Copy out, unchanged, the lines of the records from the one containing "Would you be able to point out the firefighter in tan" through the one containing "(1144, 551)", including both of those lines.
>> Begin Dataset excerpts
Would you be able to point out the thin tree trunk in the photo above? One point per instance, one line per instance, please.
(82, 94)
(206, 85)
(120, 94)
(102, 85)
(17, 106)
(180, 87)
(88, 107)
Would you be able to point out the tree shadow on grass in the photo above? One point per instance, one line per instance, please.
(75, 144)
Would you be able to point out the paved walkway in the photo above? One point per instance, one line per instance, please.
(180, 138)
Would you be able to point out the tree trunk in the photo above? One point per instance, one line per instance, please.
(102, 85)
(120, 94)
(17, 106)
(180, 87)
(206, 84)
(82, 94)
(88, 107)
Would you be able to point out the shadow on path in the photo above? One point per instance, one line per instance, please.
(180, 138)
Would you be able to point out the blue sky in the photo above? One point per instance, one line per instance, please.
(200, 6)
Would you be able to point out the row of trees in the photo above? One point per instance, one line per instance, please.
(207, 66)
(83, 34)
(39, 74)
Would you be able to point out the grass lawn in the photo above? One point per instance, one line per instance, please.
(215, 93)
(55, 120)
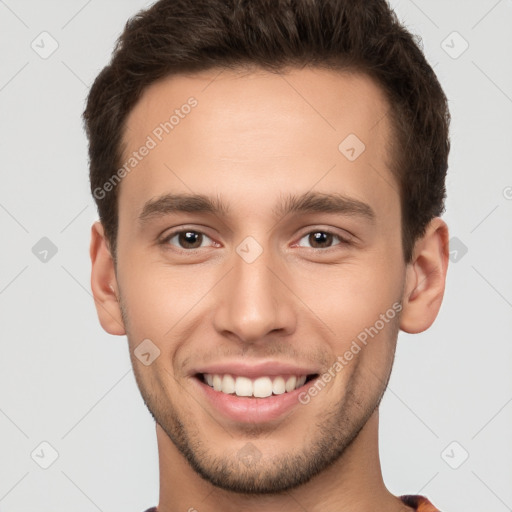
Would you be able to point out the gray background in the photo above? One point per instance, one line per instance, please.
(64, 381)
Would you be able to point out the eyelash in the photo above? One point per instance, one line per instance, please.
(342, 240)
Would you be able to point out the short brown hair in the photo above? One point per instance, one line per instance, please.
(179, 36)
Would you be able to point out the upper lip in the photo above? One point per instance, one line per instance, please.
(255, 369)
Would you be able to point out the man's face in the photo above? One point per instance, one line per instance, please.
(252, 289)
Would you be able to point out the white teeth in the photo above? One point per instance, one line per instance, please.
(228, 384)
(217, 382)
(290, 383)
(278, 386)
(243, 386)
(261, 387)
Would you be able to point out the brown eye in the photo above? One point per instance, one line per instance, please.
(321, 239)
(187, 239)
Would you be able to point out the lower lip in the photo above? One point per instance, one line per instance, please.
(252, 410)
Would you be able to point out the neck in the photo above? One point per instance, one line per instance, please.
(354, 482)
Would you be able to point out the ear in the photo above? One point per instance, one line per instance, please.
(104, 283)
(425, 278)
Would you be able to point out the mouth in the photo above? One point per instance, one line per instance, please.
(260, 387)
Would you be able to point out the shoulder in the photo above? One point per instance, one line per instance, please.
(418, 503)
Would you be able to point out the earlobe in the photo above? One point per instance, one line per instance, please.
(104, 283)
(425, 279)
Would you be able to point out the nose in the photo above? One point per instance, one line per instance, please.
(254, 301)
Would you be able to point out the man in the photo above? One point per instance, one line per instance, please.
(269, 177)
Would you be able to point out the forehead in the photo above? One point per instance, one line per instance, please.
(225, 131)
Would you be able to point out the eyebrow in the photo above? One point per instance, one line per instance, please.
(309, 202)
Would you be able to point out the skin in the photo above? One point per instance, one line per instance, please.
(254, 138)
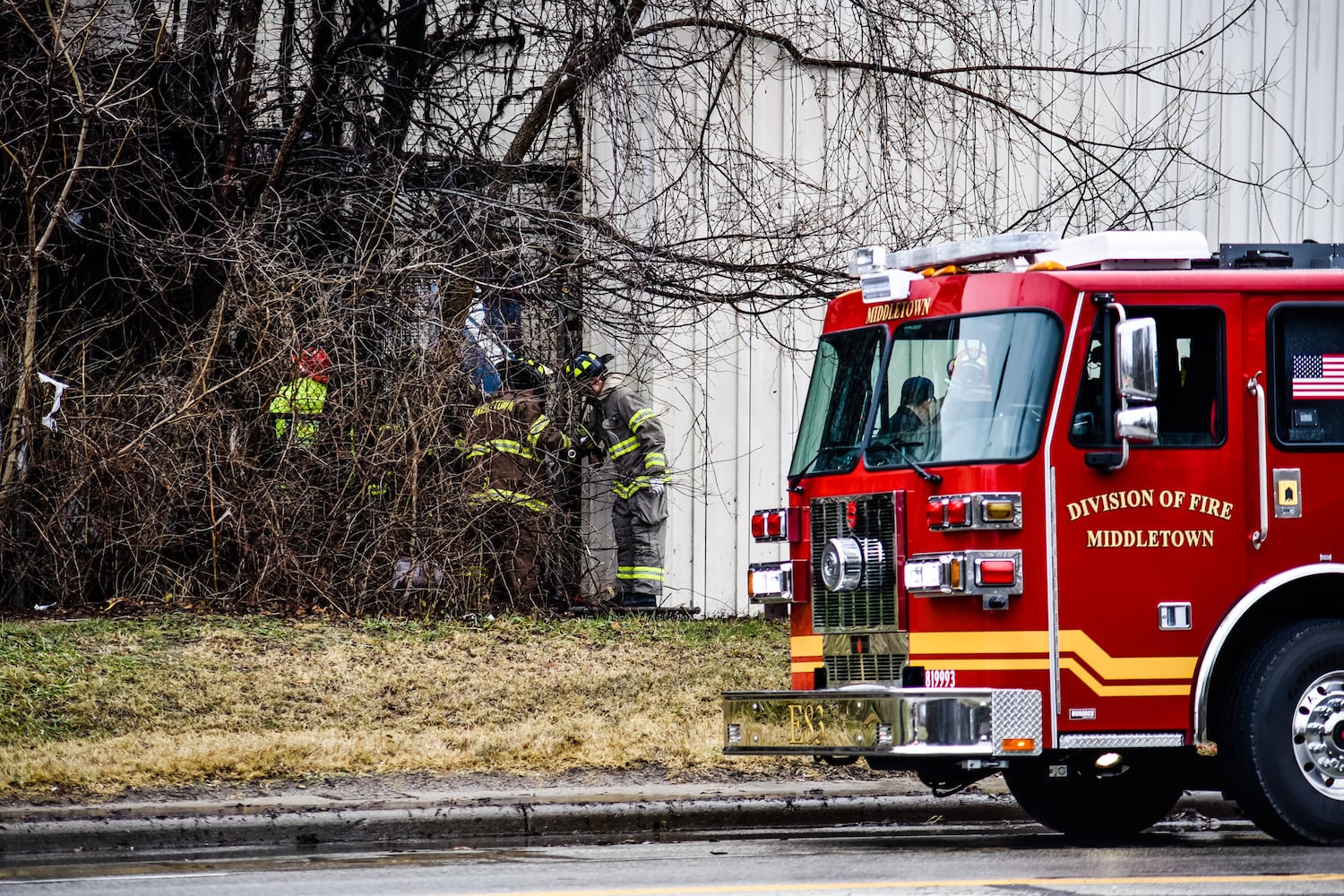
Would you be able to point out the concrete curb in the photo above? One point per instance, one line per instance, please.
(185, 826)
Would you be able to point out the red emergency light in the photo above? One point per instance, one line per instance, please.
(773, 525)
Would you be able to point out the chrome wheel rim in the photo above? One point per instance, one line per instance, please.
(1319, 734)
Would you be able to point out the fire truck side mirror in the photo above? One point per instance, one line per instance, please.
(1137, 424)
(1136, 359)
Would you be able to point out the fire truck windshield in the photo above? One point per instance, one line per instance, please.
(956, 390)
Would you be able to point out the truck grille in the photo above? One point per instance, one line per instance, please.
(873, 606)
(873, 667)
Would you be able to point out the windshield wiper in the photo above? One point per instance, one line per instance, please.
(830, 449)
(914, 465)
(797, 477)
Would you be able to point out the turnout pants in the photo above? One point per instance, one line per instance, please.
(640, 522)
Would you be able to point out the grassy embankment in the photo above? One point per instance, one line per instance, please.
(93, 707)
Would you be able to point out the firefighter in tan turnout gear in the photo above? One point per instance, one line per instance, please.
(633, 437)
(508, 444)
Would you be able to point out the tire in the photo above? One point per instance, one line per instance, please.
(1091, 805)
(1284, 735)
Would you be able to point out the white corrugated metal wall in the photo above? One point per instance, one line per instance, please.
(730, 394)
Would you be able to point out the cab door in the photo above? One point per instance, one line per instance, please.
(1144, 551)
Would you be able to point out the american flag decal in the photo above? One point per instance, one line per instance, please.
(1317, 376)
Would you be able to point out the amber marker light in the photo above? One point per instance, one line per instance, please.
(954, 573)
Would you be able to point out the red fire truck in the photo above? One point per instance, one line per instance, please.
(1078, 520)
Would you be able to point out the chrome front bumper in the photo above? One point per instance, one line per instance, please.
(867, 720)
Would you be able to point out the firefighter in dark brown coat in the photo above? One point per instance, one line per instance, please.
(508, 444)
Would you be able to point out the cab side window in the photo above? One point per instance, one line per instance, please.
(1306, 363)
(1191, 375)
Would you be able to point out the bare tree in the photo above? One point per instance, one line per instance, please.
(195, 193)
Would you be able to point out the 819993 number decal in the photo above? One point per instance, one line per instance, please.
(940, 678)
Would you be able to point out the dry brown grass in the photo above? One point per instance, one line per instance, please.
(97, 707)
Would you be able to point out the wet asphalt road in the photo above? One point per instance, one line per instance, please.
(976, 860)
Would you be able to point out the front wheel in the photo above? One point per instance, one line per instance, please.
(1075, 797)
(1285, 734)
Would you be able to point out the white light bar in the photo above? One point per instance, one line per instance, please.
(887, 287)
(968, 252)
(771, 582)
(867, 260)
(1131, 250)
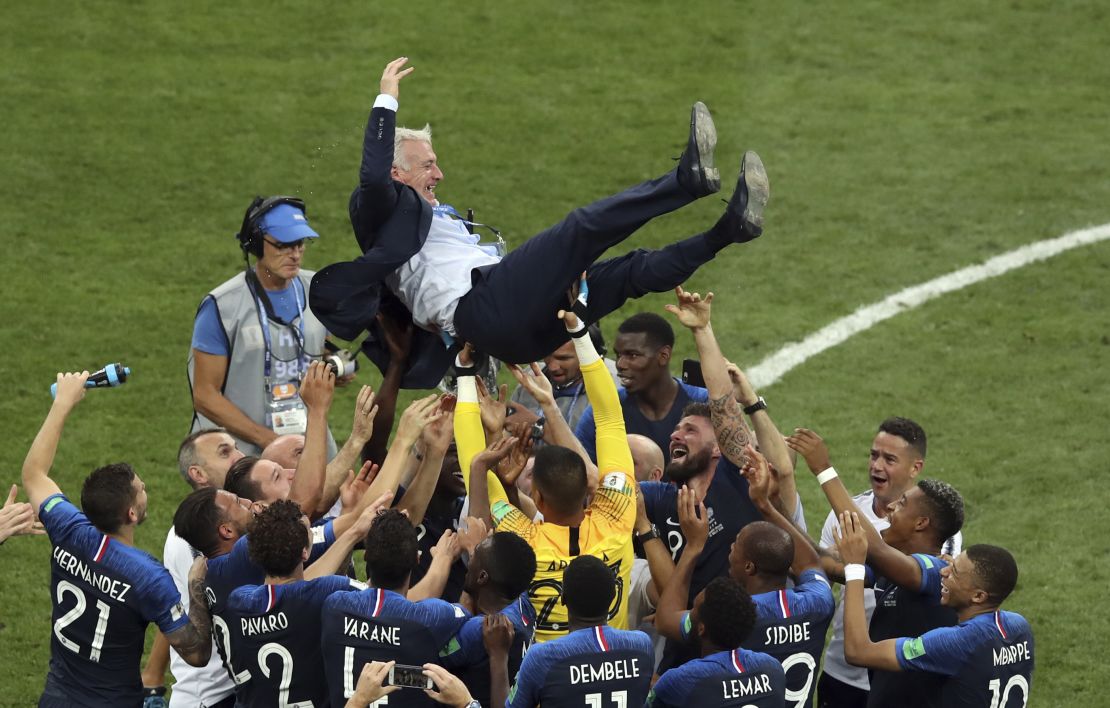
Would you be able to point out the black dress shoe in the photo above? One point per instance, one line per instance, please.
(744, 213)
(696, 172)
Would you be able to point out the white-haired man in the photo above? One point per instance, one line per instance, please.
(421, 259)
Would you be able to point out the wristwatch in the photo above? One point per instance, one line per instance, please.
(648, 535)
(758, 405)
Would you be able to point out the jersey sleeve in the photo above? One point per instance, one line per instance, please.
(530, 680)
(930, 575)
(937, 651)
(585, 432)
(60, 517)
(465, 648)
(208, 331)
(160, 599)
(814, 593)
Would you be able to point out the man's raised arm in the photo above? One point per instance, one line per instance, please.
(728, 425)
(892, 564)
(40, 458)
(316, 391)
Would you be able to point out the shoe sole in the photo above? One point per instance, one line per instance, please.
(705, 138)
(758, 188)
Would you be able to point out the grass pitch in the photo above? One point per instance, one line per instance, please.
(901, 143)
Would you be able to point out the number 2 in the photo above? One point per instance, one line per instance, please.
(1016, 680)
(98, 638)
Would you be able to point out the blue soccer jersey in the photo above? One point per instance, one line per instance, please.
(907, 612)
(599, 667)
(377, 625)
(727, 679)
(103, 594)
(465, 655)
(230, 572)
(988, 660)
(280, 628)
(790, 626)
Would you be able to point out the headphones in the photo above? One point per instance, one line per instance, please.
(250, 233)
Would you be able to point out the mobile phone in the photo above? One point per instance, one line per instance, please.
(409, 677)
(692, 373)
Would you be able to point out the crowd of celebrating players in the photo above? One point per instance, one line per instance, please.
(607, 536)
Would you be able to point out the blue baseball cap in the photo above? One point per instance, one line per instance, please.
(286, 223)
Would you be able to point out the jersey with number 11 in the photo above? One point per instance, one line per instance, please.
(103, 594)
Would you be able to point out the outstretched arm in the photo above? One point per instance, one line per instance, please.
(759, 488)
(316, 391)
(890, 563)
(40, 458)
(732, 432)
(858, 648)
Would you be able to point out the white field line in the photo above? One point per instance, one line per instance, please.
(778, 364)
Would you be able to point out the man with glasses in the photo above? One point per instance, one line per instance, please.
(254, 335)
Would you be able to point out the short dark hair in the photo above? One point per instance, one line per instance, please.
(279, 538)
(656, 331)
(588, 587)
(996, 569)
(561, 476)
(187, 452)
(698, 408)
(769, 547)
(727, 613)
(511, 564)
(198, 521)
(239, 479)
(107, 494)
(907, 430)
(392, 552)
(945, 507)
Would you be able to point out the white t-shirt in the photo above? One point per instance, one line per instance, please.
(434, 280)
(835, 664)
(193, 686)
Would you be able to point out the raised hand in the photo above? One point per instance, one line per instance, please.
(535, 384)
(365, 410)
(318, 386)
(472, 535)
(850, 538)
(70, 390)
(695, 526)
(392, 76)
(810, 446)
(692, 311)
(356, 485)
(416, 416)
(497, 451)
(493, 408)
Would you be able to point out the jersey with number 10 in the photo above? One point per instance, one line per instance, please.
(598, 667)
(987, 660)
(103, 594)
(280, 627)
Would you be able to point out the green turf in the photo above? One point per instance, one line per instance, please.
(902, 142)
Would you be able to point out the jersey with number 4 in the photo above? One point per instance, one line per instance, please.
(103, 594)
(599, 667)
(280, 625)
(987, 660)
(465, 655)
(377, 625)
(727, 679)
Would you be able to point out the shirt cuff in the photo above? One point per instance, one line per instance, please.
(386, 101)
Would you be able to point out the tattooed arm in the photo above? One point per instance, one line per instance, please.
(733, 433)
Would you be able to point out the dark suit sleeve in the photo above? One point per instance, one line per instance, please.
(376, 196)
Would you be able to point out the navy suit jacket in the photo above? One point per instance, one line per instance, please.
(391, 222)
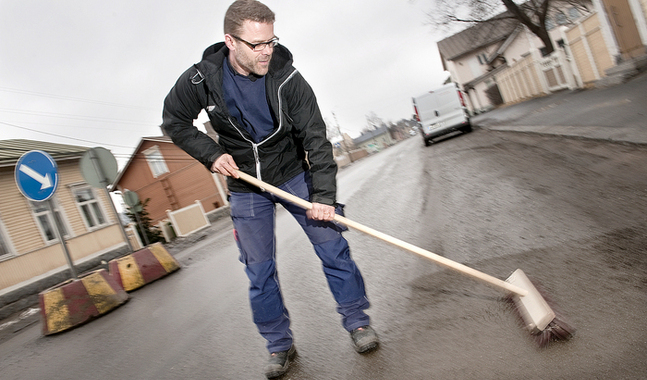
>> End Dataset excerpts
> [Output of the task]
Would you be able to point out the firefighter in tan turnout gear in the photo above? One point per instance, one line per instance, please.
(633, 437)
(508, 444)
Would you be able to point out the tire in the photo above? One point per instance, one line per instance, please.
(1091, 805)
(1284, 735)
Would you be able to point out the white corrugated metal wall in the photo above? One point per instance, one line per instance, please.
(730, 394)
Would you be able to point out the cab door in the photo above? One point per instance, one line per instance, please.
(1144, 551)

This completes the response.